**Your instructions**. Reproduce the records below exactly as given.

[Raw records]
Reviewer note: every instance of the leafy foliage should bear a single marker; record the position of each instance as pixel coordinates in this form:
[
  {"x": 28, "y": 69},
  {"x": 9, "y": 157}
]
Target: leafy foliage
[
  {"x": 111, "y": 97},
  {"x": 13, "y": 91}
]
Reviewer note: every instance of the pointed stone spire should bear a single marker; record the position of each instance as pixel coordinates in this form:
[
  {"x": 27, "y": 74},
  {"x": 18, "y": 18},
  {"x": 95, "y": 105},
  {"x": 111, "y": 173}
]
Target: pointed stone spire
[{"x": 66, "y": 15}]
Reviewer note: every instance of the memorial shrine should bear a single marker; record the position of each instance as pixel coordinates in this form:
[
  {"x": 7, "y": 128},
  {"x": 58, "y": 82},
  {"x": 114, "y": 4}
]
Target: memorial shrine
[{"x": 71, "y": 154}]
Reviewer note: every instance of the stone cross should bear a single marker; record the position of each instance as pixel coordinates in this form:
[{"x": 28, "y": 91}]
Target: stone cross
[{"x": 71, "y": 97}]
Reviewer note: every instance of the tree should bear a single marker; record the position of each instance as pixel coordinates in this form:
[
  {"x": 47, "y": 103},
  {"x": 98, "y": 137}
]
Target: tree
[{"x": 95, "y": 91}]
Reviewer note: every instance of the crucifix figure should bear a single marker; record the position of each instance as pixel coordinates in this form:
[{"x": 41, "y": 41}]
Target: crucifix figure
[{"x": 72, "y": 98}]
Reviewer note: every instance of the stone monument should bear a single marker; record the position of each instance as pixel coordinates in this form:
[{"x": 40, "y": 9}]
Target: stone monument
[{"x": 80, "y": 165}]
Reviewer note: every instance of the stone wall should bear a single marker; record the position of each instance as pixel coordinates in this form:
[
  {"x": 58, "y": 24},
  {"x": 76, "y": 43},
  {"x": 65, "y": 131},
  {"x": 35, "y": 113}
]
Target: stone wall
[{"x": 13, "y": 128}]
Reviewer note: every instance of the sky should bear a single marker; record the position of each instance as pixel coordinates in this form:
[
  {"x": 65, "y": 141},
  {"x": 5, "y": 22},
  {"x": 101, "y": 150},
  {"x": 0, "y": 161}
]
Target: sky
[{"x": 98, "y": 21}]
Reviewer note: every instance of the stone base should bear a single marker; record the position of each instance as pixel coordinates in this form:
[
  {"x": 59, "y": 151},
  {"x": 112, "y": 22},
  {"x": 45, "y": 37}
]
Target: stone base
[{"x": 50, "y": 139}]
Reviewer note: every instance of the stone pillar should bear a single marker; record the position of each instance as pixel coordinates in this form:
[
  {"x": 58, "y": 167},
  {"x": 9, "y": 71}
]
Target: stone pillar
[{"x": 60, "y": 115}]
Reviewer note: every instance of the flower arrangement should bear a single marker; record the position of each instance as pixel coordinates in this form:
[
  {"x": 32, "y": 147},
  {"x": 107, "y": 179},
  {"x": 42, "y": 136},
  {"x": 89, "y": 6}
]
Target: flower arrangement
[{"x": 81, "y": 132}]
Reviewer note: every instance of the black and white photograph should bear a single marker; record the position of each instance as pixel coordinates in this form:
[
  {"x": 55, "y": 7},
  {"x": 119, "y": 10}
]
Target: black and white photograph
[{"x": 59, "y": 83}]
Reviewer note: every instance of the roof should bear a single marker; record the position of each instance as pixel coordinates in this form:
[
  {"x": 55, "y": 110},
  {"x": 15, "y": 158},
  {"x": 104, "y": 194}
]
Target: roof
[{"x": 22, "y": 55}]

**The answer**.
Reviewer note: every instance of the leafy foliage should bear a single marker; record the position of each instance as pixel coordinates in this form:
[
  {"x": 28, "y": 69},
  {"x": 9, "y": 157}
]
Target: leafy foliage
[
  {"x": 111, "y": 97},
  {"x": 13, "y": 91}
]
Reviewer note: every instance of the pointed stone spire should bear a single marker; record the position of each instance as pixel coordinates in this form:
[
  {"x": 27, "y": 74},
  {"x": 18, "y": 18},
  {"x": 95, "y": 105},
  {"x": 111, "y": 173}
]
Target: pointed stone spire
[{"x": 66, "y": 15}]
Reviewer note: every instance of the memorial shrine should bear a single marker; record the position of each instance as pixel coordinates in this form:
[
  {"x": 7, "y": 128},
  {"x": 58, "y": 82},
  {"x": 114, "y": 4}
]
Target: memorial shrine
[{"x": 71, "y": 154}]
Reviewer note: every instance of the stone cross should bear a single marker; record the position of each instance as pixel coordinates in this form:
[{"x": 28, "y": 91}]
Target: stone cross
[{"x": 71, "y": 97}]
Reviewer note: every instance of the tree should bear a single marker; record the position of each instance as pixel coordinates in this form:
[
  {"x": 47, "y": 103},
  {"x": 98, "y": 137}
]
Target: tree
[{"x": 95, "y": 91}]
Reviewer note: every instance of the crucifix figure should bear a single marker; record the position of each instance as pixel coordinates in this form:
[{"x": 41, "y": 41}]
Target: crucifix figure
[{"x": 72, "y": 98}]
Reviewer note: every instance of the stone monument should bear a single marker; record the position of each instance as pixel coordinates in this form:
[{"x": 40, "y": 9}]
Target: stone monument
[{"x": 80, "y": 165}]
Reviewer note: every instance of the stone wall should bear a single marker; record the position of each instance as pixel coordinates in this form:
[
  {"x": 58, "y": 24},
  {"x": 76, "y": 43},
  {"x": 65, "y": 131},
  {"x": 35, "y": 113}
]
Target: stone wall
[{"x": 13, "y": 128}]
Reviewer note: every instance of the sky should bear a single marker; record the position of each instance as pixel coordinates in this form:
[
  {"x": 65, "y": 141},
  {"x": 5, "y": 22},
  {"x": 101, "y": 150},
  {"x": 0, "y": 161}
]
Target: sky
[{"x": 98, "y": 21}]
Reviewer note: every instance of the stone base should bear a single marker; record the position of each instance as pixel coordinates in this form:
[
  {"x": 59, "y": 151},
  {"x": 112, "y": 22},
  {"x": 45, "y": 37}
]
Target: stone base
[{"x": 50, "y": 139}]
Reviewer note: every instance of the stone pillar should bear a single marker; record the position of each instance as pixel coordinates in this form:
[
  {"x": 58, "y": 167},
  {"x": 9, "y": 71}
]
Target: stone pillar
[{"x": 60, "y": 115}]
Reviewer note: every instance of the flower arrangement should bear a single marker; record the position of each instance as pixel coordinates in this form:
[
  {"x": 32, "y": 147},
  {"x": 107, "y": 179},
  {"x": 42, "y": 136},
  {"x": 89, "y": 6}
]
Target: flower arrangement
[{"x": 81, "y": 132}]
Reviewer note: every instance of the black and white photograph should bear a single marker; record the position of each instance as pixel coordinates in this form:
[
  {"x": 55, "y": 7},
  {"x": 119, "y": 10}
]
Target: black and white photograph
[{"x": 59, "y": 83}]
Reviewer note: every instance of the roof should bear a single marker; record the position of each instance as pixel coordinates in this form:
[
  {"x": 55, "y": 110},
  {"x": 15, "y": 158},
  {"x": 104, "y": 194}
]
Target: roof
[{"x": 22, "y": 55}]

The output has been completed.